What the task asks: Carry on the essay about making holiday fudge for radio show sponsors, picking up right after its final sentence.

COOKED…

COOKED…

What started out as a well-intentioned, good-natured gesture for some of my show sponsors, turned into a long strange trip to get there that makes this a cautionary tale that’s best filed under, “don’t do as I say, and certainly don’t do as I do.”

It began simply enough.  It was the holidays of 2006, and I wanted to say thank you to the sponsors of my radio show, “The Handyman Hotline.”  But how?  I’m not a man of wealth and means. I can’t just order up a crystal “this”, a silver “that”, or anything monogrammed for that matter (mainly because, as usual, I’ve waited too long to address this situation).  So, if I can’t buy them something of value, where does that leave me?  I could re-gift them something I already have.  After the chronically out of tune guitar and the set of golf clubs with a design flaw in them, there’s really nothing I want to part with.  All that’s left is to make them something.  Aha! We’re getting warmer.  Two ways to go in this direction:  bake them some sweet little something or break out the construction paper and paste.  After enjoying a trip down memory lane with me and a tasty little bottle of paste, it was time to figure out what to bake.  Brownies!…no…Fudge!  Fudge in the shape of tools!  Oh joy, the great ideas were flying now.

Rows from an object pointing dataset:
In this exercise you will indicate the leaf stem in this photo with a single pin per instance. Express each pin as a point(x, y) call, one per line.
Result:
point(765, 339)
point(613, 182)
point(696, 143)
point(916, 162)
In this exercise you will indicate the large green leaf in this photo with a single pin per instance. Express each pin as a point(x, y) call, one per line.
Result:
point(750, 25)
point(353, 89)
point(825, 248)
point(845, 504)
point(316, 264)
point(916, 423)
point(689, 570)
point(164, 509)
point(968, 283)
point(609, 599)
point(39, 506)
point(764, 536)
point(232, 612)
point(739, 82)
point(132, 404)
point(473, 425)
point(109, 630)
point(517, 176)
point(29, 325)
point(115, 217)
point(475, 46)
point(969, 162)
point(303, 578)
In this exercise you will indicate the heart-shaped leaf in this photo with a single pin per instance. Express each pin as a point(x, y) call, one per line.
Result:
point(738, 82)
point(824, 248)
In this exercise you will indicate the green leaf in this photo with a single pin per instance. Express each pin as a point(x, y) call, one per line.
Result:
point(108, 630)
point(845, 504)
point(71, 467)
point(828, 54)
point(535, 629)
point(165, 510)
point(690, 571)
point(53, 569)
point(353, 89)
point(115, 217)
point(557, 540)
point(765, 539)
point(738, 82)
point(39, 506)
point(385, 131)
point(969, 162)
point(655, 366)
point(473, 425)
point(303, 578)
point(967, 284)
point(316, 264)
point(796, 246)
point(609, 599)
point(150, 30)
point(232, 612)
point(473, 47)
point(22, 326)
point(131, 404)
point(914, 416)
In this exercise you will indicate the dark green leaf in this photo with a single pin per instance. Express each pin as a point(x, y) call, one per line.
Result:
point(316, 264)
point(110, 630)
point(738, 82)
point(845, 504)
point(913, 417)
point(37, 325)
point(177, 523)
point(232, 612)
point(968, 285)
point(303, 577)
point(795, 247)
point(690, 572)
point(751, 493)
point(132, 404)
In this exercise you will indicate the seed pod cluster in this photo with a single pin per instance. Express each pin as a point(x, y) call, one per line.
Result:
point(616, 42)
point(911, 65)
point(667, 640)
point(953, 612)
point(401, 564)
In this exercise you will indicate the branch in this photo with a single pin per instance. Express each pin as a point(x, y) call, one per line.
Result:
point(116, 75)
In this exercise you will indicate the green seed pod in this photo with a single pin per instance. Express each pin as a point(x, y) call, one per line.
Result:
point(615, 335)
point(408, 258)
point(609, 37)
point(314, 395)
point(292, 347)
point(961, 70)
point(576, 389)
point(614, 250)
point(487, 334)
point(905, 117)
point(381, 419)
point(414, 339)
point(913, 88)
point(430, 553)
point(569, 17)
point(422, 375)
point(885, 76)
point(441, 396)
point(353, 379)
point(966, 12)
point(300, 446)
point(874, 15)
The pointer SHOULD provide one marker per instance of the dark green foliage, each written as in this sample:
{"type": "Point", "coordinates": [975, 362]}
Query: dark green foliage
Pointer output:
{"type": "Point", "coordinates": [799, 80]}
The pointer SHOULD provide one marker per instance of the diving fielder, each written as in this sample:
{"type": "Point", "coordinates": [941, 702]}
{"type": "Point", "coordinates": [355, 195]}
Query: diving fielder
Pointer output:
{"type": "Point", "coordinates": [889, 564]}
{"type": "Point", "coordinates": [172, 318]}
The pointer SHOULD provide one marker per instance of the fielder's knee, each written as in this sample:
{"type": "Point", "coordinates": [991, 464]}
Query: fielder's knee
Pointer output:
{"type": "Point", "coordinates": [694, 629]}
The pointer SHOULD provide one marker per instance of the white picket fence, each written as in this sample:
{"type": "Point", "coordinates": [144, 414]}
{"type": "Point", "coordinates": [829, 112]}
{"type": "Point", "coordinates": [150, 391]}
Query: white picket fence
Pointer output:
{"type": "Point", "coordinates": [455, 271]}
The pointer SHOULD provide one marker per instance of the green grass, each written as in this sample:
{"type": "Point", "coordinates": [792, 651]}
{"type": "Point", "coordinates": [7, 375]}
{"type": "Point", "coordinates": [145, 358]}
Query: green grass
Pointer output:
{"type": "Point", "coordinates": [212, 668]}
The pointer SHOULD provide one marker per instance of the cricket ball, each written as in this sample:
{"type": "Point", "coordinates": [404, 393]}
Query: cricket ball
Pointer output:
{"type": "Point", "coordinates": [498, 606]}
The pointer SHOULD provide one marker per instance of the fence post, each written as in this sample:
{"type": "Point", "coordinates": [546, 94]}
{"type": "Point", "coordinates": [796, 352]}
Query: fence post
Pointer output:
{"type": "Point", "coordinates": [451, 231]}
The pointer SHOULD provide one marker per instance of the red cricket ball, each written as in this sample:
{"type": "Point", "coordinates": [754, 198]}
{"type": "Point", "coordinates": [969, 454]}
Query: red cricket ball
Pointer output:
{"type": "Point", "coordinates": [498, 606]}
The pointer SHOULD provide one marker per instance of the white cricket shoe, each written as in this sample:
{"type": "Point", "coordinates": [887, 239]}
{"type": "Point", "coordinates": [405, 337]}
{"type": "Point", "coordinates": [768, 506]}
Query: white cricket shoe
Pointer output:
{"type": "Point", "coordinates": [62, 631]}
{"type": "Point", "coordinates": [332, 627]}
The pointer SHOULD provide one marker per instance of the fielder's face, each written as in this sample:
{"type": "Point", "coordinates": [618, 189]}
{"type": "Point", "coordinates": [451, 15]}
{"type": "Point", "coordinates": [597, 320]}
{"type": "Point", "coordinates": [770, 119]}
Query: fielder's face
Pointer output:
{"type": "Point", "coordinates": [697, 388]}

Written response:
A stop at a cooking supply store in Hyannis, and I found an endless array of cookie cutters to choose from.  There they were all in a row.  The hammer, screwdriver, pliers, wrench, and saw all lined up waiting for me.  This was getting too easy.  In fact, why not make it even easier.  After all, how much could fudge be?  I’ll just order a bunch of the stuff, cut up the shapes and be done with it.  Ever try buying fudge in bulk?  After some rudimentary math factoring in the number of clients times the five tools each would get in a lovely little gift box, I figured I’d need close to fifty pounds of fudge!  I’d be in the several hundred dollar neighborhood, or as I like to call it, Hyannisport.  Back to the kitchen.  I’ll just go online to get a nice, simple fudge recipe from epicurious.com.  An hour of, what I found to be, mind-numbing searches that seemed to all come up empty finally gave me the answer I so desperately longed for…cookies!  I’ll bake them cookies.  Sugar cookies to be exact.  Sugar cookies that can be bought in a tube on a shelf at a supermarket to be even more precise.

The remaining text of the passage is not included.